▶ EXTRAIT
Conscient de la menace qu’il représente, je n’ai jamais permis à l’oxalis jaune d’Afrique du Sud de s’établir dans les jardins de mes clients.

Lors d’une visite à Berkeley l’automne dernier, j’ai remarqué avec consternation la présence d’Oxalis pes-caprae ici et là dans le mini-parc Halcyon Commons auto-géré par les habitants, dont j’avais été le chef de l’équipe d’entretien pendant les cinq premières années de son existence. Voir l’article:


L’oxalis pes-caprae devrait être éradiqué dans les deux endroits où je l’ai découvert à Marseille. La tolérance zéro doit être appliquée à sa moindre apparence dans les espaces verts de la ville. Les jardiniers municipaux devraient devenir des défenseurs vigilants contre toute intrusion, quelle qu’elle soit. En ce qui concerne cette mauvaise herbe exotique, une once de prévention vaut une tonne de remède.

Cette mise en garde sera-t-elle entendue?


Addendum: 28 novembre 2024

Hier, j’ai fait la malheureuse découverte de l’implantation de l’oxalis jaune d’Afrique du Sud dans un nouveau lieu, au Jardin des migrations du Fort Saint-Jean, qui fait partie du Musée des Civilisations de l’Europe et de la Méditerranée (MUCEM). Je venais de me présenter à l’un des jardiniers, en l’informant brièvement de mon blog, notamment en mentionnant cet article, quand j’ai appris qu’il était employé d’une entreprise privée très réputée du Lavandou dans le Var, Mouvements et Paysages, dirigée par Jean-Laurent Félizia, avec qui j’avais discuté à plusieurs reprises au cours des années précédentes.

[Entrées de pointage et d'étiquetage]

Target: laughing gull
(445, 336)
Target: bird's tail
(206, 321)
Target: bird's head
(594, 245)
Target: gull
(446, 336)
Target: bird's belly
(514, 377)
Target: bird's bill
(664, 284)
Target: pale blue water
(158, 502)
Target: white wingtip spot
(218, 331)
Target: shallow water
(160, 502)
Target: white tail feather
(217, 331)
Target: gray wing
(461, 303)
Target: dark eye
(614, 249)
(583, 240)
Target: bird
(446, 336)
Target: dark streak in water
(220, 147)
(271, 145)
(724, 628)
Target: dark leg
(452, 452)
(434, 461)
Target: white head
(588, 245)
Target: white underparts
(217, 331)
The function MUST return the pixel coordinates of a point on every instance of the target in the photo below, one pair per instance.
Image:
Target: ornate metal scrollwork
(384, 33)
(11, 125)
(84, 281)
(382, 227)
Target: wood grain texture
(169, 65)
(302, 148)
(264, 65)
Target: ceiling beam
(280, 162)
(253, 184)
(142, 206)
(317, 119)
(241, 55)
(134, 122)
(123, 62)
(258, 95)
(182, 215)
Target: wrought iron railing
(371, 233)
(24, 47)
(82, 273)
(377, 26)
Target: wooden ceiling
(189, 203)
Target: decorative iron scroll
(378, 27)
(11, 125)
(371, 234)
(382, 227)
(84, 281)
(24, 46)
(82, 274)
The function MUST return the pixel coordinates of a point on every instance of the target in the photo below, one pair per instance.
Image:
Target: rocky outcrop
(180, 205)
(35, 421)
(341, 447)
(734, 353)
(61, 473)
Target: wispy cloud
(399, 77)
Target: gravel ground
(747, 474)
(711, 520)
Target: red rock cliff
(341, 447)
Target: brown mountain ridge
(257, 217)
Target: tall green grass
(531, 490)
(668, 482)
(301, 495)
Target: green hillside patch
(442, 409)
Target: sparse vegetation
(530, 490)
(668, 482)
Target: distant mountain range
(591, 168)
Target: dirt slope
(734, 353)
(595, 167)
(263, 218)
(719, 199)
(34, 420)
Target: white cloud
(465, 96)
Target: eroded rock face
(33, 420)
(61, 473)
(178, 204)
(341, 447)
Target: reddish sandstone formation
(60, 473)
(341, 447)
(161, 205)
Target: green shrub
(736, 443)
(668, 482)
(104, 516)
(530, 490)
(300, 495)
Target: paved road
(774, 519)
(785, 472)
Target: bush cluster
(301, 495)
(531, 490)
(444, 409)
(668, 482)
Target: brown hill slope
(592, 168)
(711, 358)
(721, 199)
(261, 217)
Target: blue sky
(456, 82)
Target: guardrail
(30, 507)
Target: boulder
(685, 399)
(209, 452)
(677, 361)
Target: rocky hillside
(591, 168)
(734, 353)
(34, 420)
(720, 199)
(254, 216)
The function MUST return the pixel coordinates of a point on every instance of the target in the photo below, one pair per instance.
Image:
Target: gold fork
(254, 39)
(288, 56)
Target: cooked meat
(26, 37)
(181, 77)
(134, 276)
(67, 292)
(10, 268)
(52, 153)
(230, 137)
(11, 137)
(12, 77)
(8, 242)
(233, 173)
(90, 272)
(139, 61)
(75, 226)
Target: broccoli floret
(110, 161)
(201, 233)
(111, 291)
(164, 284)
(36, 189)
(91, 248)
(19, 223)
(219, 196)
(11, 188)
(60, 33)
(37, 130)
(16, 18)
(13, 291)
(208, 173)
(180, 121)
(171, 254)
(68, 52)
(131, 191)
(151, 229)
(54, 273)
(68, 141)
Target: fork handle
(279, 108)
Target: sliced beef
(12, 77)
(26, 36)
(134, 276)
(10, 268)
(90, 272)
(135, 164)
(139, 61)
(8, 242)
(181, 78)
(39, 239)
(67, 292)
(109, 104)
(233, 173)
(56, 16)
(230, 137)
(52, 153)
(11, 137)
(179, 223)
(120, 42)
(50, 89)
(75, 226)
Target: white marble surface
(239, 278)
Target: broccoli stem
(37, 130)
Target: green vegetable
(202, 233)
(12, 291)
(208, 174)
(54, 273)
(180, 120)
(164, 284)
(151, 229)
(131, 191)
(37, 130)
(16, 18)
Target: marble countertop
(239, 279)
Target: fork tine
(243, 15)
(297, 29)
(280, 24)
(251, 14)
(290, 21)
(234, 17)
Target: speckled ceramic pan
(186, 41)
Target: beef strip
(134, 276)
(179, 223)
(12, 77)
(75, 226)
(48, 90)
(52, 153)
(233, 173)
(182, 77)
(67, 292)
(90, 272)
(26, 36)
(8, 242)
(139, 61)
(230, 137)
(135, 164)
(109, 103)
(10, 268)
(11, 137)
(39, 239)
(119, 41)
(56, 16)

▶ VOTRE TÂCHE
Reprenez, s'il vous plaît, le texte sur l'oxalis jaune d'Afrique du Sud à la fin de sa dernière phrase et poursuivez-le. Les données ne servent à rien ici.

▶ LE RÉSULTAT
Le jeune jardinier originaire de Marseille ne connaissait pas cette espèce d’oxalis envahissante et a demandé si elle était présente dans le jardin. Juste après, je l’ai trouvée dans le jardin près de l’endroit où un autre jardinier travaillait, ce jeune jardinier ne connaissant pas non plus cette plante. Je l’ai informé, ainsi que l’autre jardinier qui est arrivé peu après, que cette plante constituait une menace très sérieuse et qu’il fallait procéder avec une extrême précaution pour l’éliminer. Ils ont été très réceptifs et je suis confiant qu’eux et leur employeur finiront par l’éradiquer et qu’ils seront vigilants à l’avenir.

Comment Oxalis pes-caprae a-t-il été introduit dans le jardin ? Probablement à partir d’une plante en conteneur importée du Var.

Une petite parcelle d’oxalis jaune dans le Jardin des migrations qui peut être enlevée manuellement. Le gravier doit d’abord être retiré avec précaution, en veillant à ce qu’il n’y ait pas de bulbilles. Ensuite, il faut déterrer soigneusement chaque plante et passer la terre au tamis pour enlever les bulbilles qui s’en détachent, un travail méticuleux. Les bulbilles doivent être détruites. Le site doit être surveillé à l’avenir, étant donné qu’il est difficile de percevoir chaque miniscule bulbille, qui pourrait se compter par centaines.

Addendum: 21 janvier 2025

Comme il était tout à fait prévisible compte tenu du niveau de dysfonctionnement dans la gestion des espaces verts et de la mentalité de fonctionnaire bien ancrée à Marseille, ce que je craignais s’est produit en ce qui concerne la dissémination de l’oxalis jaune dans le Parc du 26ème Centenaire. Aucun des quatre jardiniers du parc que j’avais pleinement informés du grave danger que représentait la présence de deux plants d’oxalis jaunes dans le jardin pseudo-japonais, et que j’avais encouragés à lire cet article, n’a agi de manière responsable.

Leur supérieur a-t-il même été informé de la menace ? S’il l’avait été, aurait-il réagi ? Il y a plus de dix ans, j’ai délibérément contacté le directeur du parc pour lui exprimer mon inquiétude au sujet de la menace que représente l’ailante, présent surtout aux deux extrémités du parc, mais mon avertissement a manifestement été balayé.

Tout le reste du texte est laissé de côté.